TEXT BLOCK >>
━━━━━━━━━━━━━━━━

The other day, a business owner from Florida contacted me to discuss a problem employee. The employee in question is a well-paid Account Manager who oversees multiple landscape maintenance and landscape construction work crews. The owner informed me that the Account Manager has become increasingly difficult over the past 6-8 months, demonstrating reluctance if not blatant refusal to submit enhancements proposals and work order paperwork on time to the office staff, as well as publicly telling others in a condescending tone “don’t worry about what ’so and so’ tells you to do because she is nothing but an office worker.”

The owner has coached the difficult Account Manager about his behavior several times informally. But, because the Account Manager “always gets the number,” the owner does not want the Account Manager to feel bad, which may cause him to leave the company and potentially take some of his key employees and cherished clients to a competitor.

━━━━━━━━━━━━━━━━

GIVEN TASK 1 >> Transcribe the part of the records that opens with their first line and closes with the line containing "xmin=105 ymin=135 xmax=134 ymax=193", and leave the pictures out.

━━━━━━━━━━━━━━━━

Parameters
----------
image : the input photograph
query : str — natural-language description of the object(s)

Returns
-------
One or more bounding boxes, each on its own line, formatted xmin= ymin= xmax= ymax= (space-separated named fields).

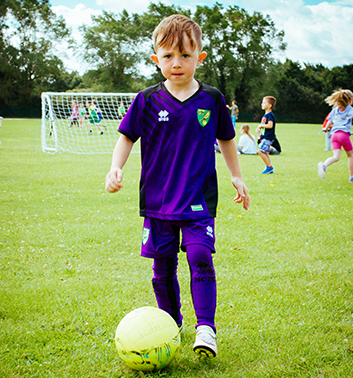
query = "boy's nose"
xmin=173 ymin=58 xmax=181 ymax=68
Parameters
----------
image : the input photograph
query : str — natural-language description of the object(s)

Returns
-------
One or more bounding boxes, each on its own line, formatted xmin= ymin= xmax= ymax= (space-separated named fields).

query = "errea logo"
xmin=206 ymin=226 xmax=213 ymax=238
xmin=158 ymin=110 xmax=169 ymax=122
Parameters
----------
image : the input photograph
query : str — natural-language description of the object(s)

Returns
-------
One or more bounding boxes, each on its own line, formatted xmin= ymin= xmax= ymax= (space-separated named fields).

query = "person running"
xmin=317 ymin=89 xmax=353 ymax=183
xmin=256 ymin=96 xmax=276 ymax=175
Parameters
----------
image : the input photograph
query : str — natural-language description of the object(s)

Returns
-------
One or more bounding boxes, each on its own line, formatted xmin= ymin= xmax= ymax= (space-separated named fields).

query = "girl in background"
xmin=78 ymin=104 xmax=86 ymax=127
xmin=317 ymin=89 xmax=353 ymax=183
xmin=69 ymin=100 xmax=80 ymax=127
xmin=237 ymin=125 xmax=257 ymax=155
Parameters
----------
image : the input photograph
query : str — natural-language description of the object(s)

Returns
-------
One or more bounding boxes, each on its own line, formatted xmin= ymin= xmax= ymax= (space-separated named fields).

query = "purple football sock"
xmin=186 ymin=244 xmax=217 ymax=332
xmin=152 ymin=255 xmax=183 ymax=326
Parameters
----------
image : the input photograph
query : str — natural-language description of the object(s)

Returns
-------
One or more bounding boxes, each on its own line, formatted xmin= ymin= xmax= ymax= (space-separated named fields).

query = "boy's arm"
xmin=218 ymin=139 xmax=250 ymax=210
xmin=105 ymin=135 xmax=134 ymax=193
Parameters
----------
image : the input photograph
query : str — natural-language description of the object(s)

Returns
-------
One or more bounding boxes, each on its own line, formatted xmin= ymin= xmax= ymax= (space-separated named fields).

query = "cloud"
xmin=249 ymin=0 xmax=353 ymax=68
xmin=53 ymin=0 xmax=353 ymax=73
xmin=97 ymin=0 xmax=153 ymax=13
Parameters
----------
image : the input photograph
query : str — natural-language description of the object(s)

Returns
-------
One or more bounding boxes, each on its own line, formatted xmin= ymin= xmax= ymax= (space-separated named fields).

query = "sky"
xmin=51 ymin=0 xmax=353 ymax=74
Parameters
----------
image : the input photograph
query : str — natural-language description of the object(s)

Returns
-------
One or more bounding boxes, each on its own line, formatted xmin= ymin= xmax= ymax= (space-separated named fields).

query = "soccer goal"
xmin=41 ymin=92 xmax=138 ymax=154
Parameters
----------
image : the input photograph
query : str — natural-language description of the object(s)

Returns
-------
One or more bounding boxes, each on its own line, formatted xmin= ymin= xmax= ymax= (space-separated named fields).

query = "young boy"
xmin=256 ymin=96 xmax=276 ymax=175
xmin=227 ymin=100 xmax=239 ymax=129
xmin=106 ymin=15 xmax=250 ymax=357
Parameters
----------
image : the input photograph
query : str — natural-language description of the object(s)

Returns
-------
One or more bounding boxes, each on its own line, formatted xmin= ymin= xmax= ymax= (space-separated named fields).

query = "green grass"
xmin=0 ymin=119 xmax=353 ymax=378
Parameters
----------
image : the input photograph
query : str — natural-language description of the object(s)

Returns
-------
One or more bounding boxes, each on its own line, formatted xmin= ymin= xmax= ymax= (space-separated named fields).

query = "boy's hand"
xmin=105 ymin=168 xmax=123 ymax=193
xmin=232 ymin=177 xmax=250 ymax=210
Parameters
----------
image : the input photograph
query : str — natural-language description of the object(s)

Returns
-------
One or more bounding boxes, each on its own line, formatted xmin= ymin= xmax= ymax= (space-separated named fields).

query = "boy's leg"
xmin=325 ymin=131 xmax=331 ymax=151
xmin=186 ymin=244 xmax=217 ymax=332
xmin=152 ymin=254 xmax=183 ymax=327
xmin=186 ymin=244 xmax=217 ymax=358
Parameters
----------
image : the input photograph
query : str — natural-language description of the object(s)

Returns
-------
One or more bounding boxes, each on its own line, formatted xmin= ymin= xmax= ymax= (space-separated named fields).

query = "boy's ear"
xmin=196 ymin=51 xmax=207 ymax=67
xmin=151 ymin=54 xmax=159 ymax=67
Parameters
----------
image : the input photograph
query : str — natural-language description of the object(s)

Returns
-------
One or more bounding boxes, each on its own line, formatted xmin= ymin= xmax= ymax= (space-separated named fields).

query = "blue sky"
xmin=51 ymin=0 xmax=353 ymax=73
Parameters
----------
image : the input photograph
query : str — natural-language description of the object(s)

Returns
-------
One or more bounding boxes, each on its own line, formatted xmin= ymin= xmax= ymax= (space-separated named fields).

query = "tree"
xmin=194 ymin=3 xmax=285 ymax=116
xmin=0 ymin=0 xmax=69 ymax=106
xmin=81 ymin=10 xmax=145 ymax=92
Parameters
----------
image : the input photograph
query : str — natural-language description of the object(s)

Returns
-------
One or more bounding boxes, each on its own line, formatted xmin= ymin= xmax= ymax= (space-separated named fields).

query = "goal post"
xmin=41 ymin=92 xmax=138 ymax=154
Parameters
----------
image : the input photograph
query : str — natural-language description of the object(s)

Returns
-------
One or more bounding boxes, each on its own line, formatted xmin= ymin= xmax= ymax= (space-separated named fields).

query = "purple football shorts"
xmin=141 ymin=218 xmax=215 ymax=258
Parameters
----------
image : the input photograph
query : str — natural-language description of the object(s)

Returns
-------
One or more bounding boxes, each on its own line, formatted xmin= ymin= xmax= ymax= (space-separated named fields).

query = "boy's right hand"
xmin=105 ymin=168 xmax=123 ymax=193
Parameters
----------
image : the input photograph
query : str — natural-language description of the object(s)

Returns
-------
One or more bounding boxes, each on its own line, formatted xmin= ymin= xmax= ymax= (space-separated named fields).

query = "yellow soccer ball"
xmin=115 ymin=307 xmax=180 ymax=371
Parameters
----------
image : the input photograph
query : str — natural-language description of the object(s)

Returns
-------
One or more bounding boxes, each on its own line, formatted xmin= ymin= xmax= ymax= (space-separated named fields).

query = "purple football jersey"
xmin=119 ymin=82 xmax=235 ymax=220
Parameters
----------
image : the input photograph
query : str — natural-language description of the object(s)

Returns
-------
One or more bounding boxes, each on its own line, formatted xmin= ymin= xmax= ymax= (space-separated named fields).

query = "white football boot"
xmin=193 ymin=325 xmax=217 ymax=358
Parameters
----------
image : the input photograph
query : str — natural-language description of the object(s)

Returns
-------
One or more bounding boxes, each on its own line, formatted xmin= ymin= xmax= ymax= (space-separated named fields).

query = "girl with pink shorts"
xmin=317 ymin=89 xmax=353 ymax=183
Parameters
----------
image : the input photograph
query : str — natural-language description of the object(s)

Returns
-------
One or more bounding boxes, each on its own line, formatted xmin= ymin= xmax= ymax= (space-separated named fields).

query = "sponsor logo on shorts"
xmin=142 ymin=227 xmax=150 ymax=245
xmin=206 ymin=226 xmax=213 ymax=238
xmin=158 ymin=110 xmax=169 ymax=122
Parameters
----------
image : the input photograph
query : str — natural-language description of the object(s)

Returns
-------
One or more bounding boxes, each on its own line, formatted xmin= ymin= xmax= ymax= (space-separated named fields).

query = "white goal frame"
xmin=41 ymin=92 xmax=138 ymax=154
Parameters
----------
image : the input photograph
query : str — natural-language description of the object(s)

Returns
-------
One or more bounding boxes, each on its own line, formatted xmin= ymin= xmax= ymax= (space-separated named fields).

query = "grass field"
xmin=0 ymin=119 xmax=353 ymax=378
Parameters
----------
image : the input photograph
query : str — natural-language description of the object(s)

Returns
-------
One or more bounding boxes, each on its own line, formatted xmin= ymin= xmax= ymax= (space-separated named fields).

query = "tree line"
xmin=0 ymin=0 xmax=353 ymax=123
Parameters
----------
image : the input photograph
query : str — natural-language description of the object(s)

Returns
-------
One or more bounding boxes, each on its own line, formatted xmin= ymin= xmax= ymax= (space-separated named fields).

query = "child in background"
xmin=318 ymin=89 xmax=353 ymax=183
xmin=106 ymin=15 xmax=250 ymax=357
xmin=322 ymin=112 xmax=332 ymax=151
xmin=237 ymin=125 xmax=257 ymax=155
xmin=78 ymin=104 xmax=86 ymax=127
xmin=118 ymin=102 xmax=126 ymax=119
xmin=69 ymin=100 xmax=79 ymax=128
xmin=86 ymin=101 xmax=104 ymax=135
xmin=256 ymin=96 xmax=276 ymax=175
xmin=227 ymin=100 xmax=239 ymax=129
xmin=92 ymin=99 xmax=105 ymax=127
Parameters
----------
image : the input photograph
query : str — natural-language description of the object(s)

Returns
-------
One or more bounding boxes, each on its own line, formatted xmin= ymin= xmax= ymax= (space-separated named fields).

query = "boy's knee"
xmin=186 ymin=244 xmax=213 ymax=270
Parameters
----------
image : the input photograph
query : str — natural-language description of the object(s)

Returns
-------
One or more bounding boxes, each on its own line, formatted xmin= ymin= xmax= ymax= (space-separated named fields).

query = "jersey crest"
xmin=197 ymin=109 xmax=211 ymax=127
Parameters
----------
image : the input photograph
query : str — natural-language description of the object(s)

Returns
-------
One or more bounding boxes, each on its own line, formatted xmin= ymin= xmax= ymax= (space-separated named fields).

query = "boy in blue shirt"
xmin=106 ymin=15 xmax=250 ymax=357
xmin=256 ymin=96 xmax=276 ymax=175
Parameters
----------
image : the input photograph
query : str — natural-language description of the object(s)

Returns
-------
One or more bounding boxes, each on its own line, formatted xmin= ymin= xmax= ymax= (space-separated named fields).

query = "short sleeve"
xmin=118 ymin=92 xmax=145 ymax=143
xmin=216 ymin=97 xmax=235 ymax=140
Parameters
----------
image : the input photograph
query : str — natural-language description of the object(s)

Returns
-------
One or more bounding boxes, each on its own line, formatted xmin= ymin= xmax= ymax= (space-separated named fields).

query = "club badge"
xmin=197 ymin=109 xmax=211 ymax=127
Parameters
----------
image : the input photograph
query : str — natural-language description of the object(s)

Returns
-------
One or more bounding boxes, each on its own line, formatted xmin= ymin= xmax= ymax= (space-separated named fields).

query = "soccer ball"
xmin=115 ymin=307 xmax=180 ymax=371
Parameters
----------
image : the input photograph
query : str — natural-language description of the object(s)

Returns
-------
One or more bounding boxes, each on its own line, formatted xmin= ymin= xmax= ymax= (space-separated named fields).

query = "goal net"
xmin=41 ymin=92 xmax=138 ymax=154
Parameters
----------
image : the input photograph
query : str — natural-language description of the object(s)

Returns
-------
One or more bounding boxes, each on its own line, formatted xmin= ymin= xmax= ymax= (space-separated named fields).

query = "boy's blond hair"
xmin=153 ymin=14 xmax=202 ymax=52
xmin=325 ymin=89 xmax=353 ymax=109
xmin=264 ymin=96 xmax=277 ymax=109
xmin=240 ymin=125 xmax=255 ymax=142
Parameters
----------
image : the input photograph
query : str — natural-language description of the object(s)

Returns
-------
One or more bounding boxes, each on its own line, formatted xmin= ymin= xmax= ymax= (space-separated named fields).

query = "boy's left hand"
xmin=232 ymin=177 xmax=250 ymax=210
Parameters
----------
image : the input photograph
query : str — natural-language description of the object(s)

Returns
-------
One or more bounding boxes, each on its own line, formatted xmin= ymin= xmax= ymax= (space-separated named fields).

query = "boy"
xmin=227 ymin=100 xmax=239 ymax=129
xmin=106 ymin=15 xmax=250 ymax=357
xmin=256 ymin=96 xmax=276 ymax=175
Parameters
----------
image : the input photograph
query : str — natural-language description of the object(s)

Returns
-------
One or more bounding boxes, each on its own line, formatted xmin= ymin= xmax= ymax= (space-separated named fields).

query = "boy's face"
xmin=151 ymin=34 xmax=207 ymax=88
xmin=261 ymin=98 xmax=272 ymax=110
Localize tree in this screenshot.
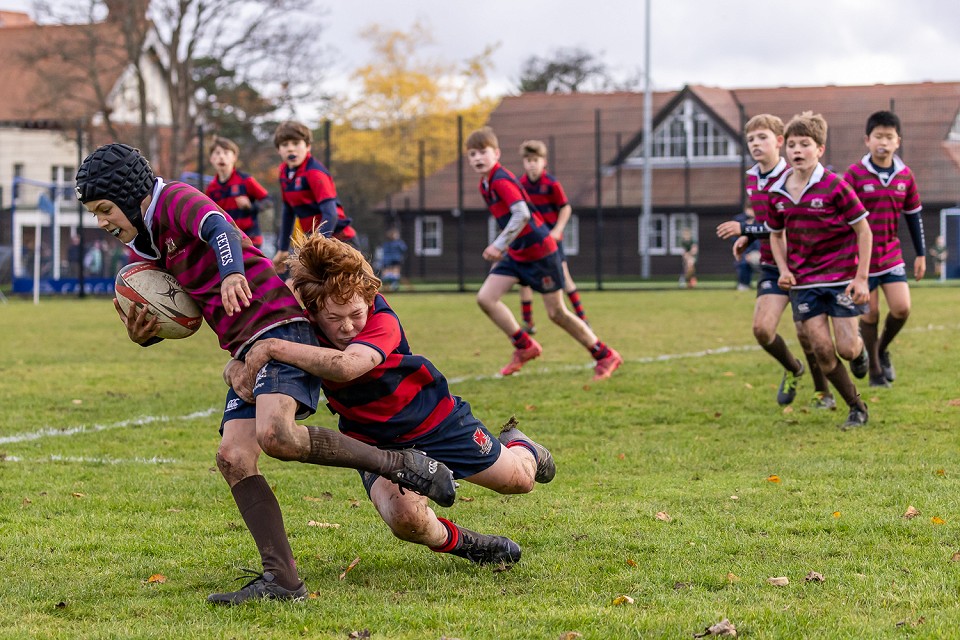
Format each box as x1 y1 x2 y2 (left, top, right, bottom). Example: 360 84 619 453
517 48 640 93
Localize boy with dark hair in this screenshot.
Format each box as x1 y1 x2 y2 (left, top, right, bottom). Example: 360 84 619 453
717 113 836 409
206 138 270 249
767 111 871 429
843 111 927 387
228 234 556 564
273 120 357 269
466 127 623 380
520 140 587 335
76 143 455 604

━━━━━━━━━━━━━━━━

GIVEN TASK 2 >> Restate word for word the part of the passage about the difficult Account Manager that opens with the words containing "The owner has" and closes with "to a competitor.".

EXERCISE RESPONSE 1 >>
Parameters
----------
image : the input photograph
query : str — natural-language description of the object(s)

Returns
-------
One or more bounding boxes, each on its own line, formatted xmin= ymin= xmax= ymax= (space-separated named fields).

query = "boy's nose"
xmin=173 ymin=58 xmax=181 ymax=68
Parameters
----------
image : the input photograph
query : str — natural-language description of the object(s)

Returns
-------
One or more bounding boxes, each on its own line, formatted xmin= ymin= xmax= ymax= (space-separated named fields).

query = "errea logo"
xmin=206 ymin=226 xmax=213 ymax=238
xmin=158 ymin=110 xmax=169 ymax=122
Parameters
----------
image : the input photograph
query : str — natural-language description of the object(s)

Returns
-------
One or more bounding boxes, each on its own line, formatted xmin= ymin= xmax= ymax= (space-separated named fields).

query = "person running"
xmin=317 ymin=89 xmax=353 ymax=183
xmin=256 ymin=96 xmax=276 ymax=175
Parameters
----------
image : the input photograph
query : str — natural-language description of the object(s)

Returns
-------
One or more bounding boxes, each on its own line, formatted xmin= ymin= xmax= ymax= (space-separated named fields).

query = "girl in background"
xmin=78 ymin=104 xmax=86 ymax=127
xmin=317 ymin=89 xmax=353 ymax=183
xmin=69 ymin=100 xmax=80 ymax=127
xmin=237 ymin=125 xmax=257 ymax=155
Parameters
----------
image : the input photograph
query : str — natural-language description of the object(s)

Returns
-------
One or more bounding boxes, each on its own line, formatted xmin= ymin= xmax= ymax= (space-separated named fields).

query = "purple football sock"
xmin=186 ymin=244 xmax=217 ymax=332
xmin=152 ymin=255 xmax=183 ymax=326
Parameters
----------
image : the input photograph
query : str — natural-language description of the object(s)

Returns
-------
One or more bounding boxes, each on its own line, formatted xmin= ymin= xmax= ymax= (space-separated named fields).

query = "boy's arm"
xmin=218 ymin=139 xmax=250 ymax=210
xmin=105 ymin=135 xmax=134 ymax=193

EXERCISE RESPONSE 2 >>
The owner has coached the difficult Account Manager about his behavior several times informally. But, because the Account Manager “always gets the number,” the owner does not want the Account Manager to feel bad, which may cause him to leave the company and potentially take some of his key employees and cherished clients to a competitor.